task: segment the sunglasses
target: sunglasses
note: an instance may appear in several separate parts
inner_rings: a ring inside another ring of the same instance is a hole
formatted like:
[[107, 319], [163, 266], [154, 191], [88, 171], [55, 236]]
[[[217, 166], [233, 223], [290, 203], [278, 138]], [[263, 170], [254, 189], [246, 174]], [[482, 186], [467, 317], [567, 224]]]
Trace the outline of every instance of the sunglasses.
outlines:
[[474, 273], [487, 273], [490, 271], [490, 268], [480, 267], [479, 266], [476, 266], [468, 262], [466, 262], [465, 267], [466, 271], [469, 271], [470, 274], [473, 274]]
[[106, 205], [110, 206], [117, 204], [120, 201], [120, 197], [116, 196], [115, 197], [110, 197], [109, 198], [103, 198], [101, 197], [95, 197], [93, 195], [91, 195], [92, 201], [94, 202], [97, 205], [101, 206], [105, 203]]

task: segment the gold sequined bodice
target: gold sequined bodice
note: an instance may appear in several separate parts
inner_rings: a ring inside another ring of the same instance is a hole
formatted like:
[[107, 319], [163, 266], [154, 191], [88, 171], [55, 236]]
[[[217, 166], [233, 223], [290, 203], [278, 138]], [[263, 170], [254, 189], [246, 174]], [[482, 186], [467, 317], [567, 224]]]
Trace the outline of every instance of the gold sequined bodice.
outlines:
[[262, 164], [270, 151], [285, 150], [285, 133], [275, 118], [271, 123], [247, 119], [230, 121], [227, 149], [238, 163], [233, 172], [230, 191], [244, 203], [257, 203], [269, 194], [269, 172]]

Task objective: Beginning at the line that holds "task: segment the gold sequined bodice", reproduce each line of the records above down to and including the last one.

Solution to this exercise:
task: segment the gold sequined bodice
target: gold sequined bodice
note: an instance may appear in several separate parts
inner_rings: a ring inside another ring of the same instance is a hole
formatted like:
[[107, 319], [163, 266], [154, 191], [88, 171], [55, 236]]
[[[217, 166], [233, 223], [290, 203], [278, 138]], [[263, 170], [254, 189], [246, 174]], [[482, 186], [467, 317], [567, 224]]]
Trace the outline of every instance of the gold sequined bodice.
outlines:
[[262, 164], [270, 151], [285, 150], [285, 133], [275, 118], [271, 123], [247, 119], [230, 121], [227, 149], [238, 163], [233, 172], [230, 191], [244, 203], [257, 203], [269, 194], [269, 172]]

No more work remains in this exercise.